WHAT THE TASK REQUIRES.
Copy out, in full, each line of the material below that contains the word "dune". A line counts only if the letters match in case.

SUPPLIED INFORMATION.
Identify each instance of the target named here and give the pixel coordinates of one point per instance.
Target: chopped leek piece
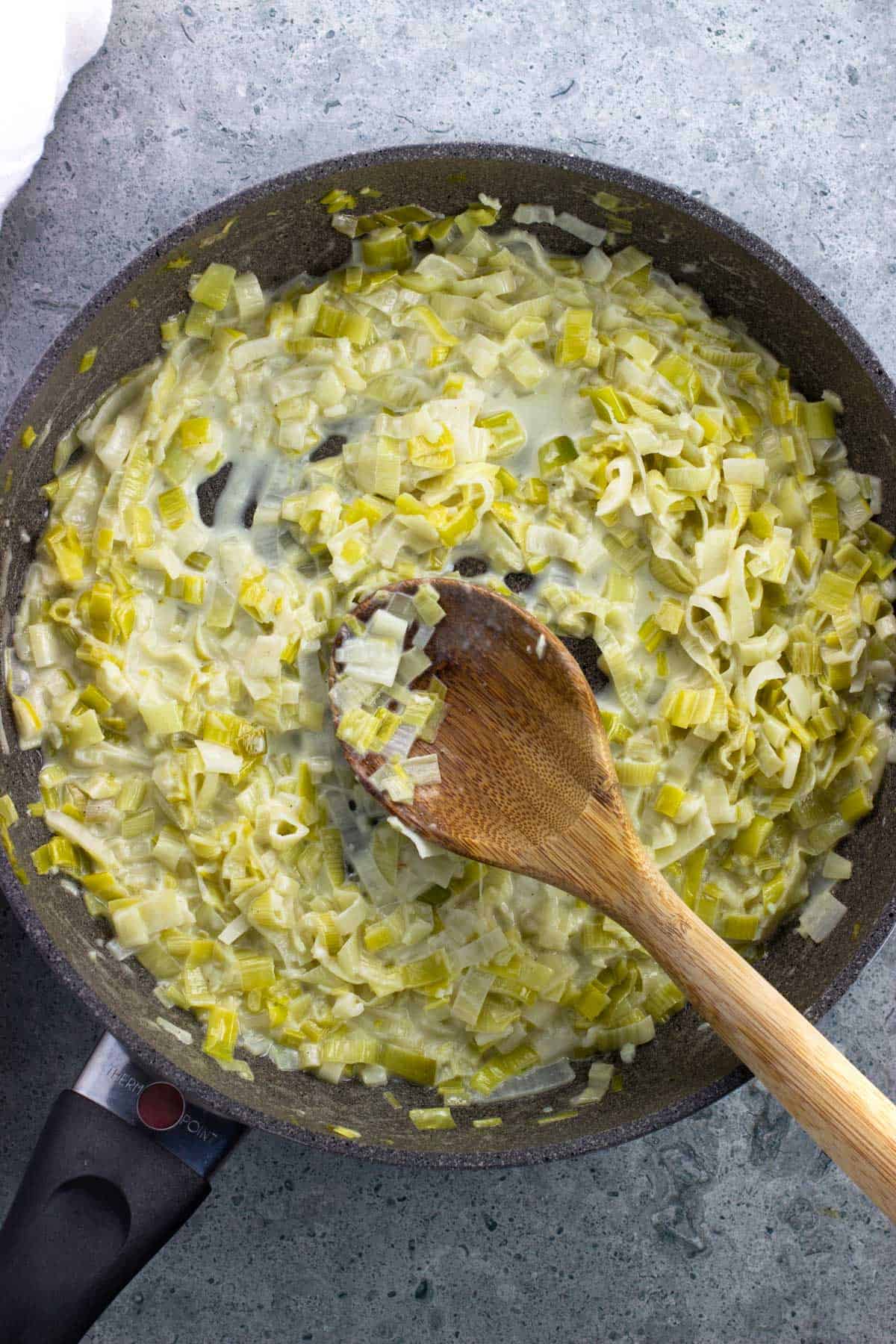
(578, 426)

--

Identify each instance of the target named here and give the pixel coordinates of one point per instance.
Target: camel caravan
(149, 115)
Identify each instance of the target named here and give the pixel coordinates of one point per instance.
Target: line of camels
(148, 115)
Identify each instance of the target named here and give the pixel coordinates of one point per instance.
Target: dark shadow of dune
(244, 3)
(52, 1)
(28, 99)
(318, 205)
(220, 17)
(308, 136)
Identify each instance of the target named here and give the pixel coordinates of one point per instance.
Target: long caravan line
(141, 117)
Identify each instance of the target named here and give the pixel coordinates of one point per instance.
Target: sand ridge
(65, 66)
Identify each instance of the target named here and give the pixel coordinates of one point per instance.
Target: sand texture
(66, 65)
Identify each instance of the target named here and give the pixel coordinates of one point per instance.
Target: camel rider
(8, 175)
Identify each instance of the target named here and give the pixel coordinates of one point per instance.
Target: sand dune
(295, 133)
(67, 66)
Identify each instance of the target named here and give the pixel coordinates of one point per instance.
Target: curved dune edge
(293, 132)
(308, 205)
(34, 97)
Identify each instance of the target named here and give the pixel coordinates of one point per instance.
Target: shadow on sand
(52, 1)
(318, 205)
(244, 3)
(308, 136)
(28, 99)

==

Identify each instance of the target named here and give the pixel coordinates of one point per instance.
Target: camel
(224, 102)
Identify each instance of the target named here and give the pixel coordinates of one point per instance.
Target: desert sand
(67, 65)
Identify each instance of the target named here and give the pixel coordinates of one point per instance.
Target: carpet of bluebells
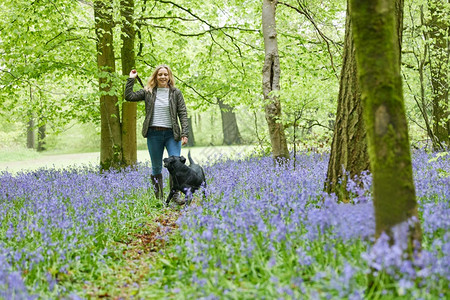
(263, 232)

RESULT OF THE EXERCISE.
Target: dark shadow of dune
Target: sand dune
Target: curved dune edge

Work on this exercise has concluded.